* _WHAT IS EXPECTED_: Print, unchanged and character for character, the lines of the material below from the line containing "trace: <item>halter cheek strap</item>" up to and including the line containing "Now the <item>halter".

::: EXERCISE MATERIALS

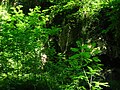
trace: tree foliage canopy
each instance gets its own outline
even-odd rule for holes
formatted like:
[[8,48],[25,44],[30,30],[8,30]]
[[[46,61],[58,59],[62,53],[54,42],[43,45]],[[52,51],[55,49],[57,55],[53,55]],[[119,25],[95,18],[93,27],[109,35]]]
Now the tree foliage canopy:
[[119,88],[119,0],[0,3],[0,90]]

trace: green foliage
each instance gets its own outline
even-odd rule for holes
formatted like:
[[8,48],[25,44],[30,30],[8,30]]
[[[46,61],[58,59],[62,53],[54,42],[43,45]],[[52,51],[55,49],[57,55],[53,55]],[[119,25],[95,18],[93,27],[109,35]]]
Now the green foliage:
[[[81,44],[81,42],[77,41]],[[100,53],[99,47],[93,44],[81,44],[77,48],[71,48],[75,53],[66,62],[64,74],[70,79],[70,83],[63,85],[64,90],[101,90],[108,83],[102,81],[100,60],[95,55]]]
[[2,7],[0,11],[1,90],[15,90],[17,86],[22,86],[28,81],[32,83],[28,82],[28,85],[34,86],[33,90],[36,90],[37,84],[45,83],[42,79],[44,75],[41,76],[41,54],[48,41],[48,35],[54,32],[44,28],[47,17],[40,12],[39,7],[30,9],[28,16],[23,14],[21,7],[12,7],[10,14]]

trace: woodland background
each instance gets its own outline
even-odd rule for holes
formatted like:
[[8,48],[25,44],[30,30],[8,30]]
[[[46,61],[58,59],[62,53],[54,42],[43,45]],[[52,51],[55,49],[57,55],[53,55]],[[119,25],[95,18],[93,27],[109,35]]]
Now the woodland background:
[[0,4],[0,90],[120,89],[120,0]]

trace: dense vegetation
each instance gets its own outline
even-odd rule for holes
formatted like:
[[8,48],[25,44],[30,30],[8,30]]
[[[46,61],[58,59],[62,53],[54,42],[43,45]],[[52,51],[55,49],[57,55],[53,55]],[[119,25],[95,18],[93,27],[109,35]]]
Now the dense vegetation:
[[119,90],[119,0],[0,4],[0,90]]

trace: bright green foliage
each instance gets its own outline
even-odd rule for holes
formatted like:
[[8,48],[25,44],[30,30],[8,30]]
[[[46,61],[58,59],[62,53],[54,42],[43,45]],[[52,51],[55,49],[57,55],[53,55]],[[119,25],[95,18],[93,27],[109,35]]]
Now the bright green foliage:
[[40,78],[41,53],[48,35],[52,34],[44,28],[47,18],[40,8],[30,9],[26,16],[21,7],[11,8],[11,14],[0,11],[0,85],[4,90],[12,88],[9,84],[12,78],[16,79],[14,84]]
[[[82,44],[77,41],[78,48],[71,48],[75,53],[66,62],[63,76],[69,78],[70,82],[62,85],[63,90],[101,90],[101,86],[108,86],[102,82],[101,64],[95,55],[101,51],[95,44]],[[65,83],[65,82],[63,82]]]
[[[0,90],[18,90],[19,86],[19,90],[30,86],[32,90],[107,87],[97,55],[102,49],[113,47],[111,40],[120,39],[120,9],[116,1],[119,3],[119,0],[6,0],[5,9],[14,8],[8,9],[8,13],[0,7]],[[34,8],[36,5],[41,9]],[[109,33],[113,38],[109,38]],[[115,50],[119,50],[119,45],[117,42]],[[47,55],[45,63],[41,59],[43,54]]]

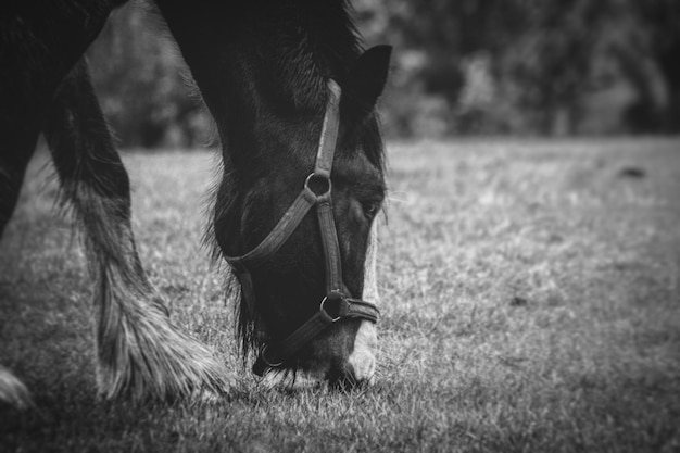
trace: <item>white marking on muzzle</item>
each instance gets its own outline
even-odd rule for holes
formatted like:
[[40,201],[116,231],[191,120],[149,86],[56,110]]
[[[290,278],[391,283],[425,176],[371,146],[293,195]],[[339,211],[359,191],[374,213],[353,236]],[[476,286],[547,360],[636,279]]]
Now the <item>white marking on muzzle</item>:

::::::
::: EXERCISE MATERIALS

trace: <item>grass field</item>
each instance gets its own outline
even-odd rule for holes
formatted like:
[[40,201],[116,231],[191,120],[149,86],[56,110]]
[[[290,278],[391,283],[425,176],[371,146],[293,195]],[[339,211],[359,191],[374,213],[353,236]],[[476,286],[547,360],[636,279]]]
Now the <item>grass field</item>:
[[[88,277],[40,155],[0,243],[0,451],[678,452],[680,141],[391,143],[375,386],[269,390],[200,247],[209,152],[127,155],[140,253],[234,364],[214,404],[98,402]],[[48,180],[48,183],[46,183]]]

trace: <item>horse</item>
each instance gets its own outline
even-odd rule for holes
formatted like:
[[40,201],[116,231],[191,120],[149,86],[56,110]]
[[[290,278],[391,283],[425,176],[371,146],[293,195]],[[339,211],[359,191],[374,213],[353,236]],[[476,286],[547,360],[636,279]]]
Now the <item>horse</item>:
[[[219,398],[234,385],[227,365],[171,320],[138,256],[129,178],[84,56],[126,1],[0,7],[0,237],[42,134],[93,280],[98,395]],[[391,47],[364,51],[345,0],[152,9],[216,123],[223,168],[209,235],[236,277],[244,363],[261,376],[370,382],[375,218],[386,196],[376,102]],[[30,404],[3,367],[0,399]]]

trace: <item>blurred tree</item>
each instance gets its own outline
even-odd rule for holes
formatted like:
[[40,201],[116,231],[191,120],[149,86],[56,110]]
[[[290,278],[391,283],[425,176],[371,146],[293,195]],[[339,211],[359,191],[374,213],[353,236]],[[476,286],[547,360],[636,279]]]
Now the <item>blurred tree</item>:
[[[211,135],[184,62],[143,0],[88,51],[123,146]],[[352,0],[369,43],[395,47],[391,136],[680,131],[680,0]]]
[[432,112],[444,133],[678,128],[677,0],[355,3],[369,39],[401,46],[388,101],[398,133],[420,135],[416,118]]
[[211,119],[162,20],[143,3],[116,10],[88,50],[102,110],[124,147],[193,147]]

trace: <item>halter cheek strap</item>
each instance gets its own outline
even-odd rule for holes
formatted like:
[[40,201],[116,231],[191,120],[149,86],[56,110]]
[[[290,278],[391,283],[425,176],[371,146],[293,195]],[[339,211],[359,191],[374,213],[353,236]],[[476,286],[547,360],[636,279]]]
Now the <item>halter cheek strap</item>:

::::::

* _ANSWER IN FULL_:
trace: <item>halter cheek strap</item>
each instance gets its own outline
even-odd rule for holes
formatted like:
[[40,201],[116,231],[191,120],[149,86],[56,110]]
[[[290,278],[391,283],[425,176],[371,146],[293,195]],[[339,211],[359,191],[374,213],[353,236]],[[476,286],[547,360],[636,279]]]
Now the <item>halter cheek strap</item>:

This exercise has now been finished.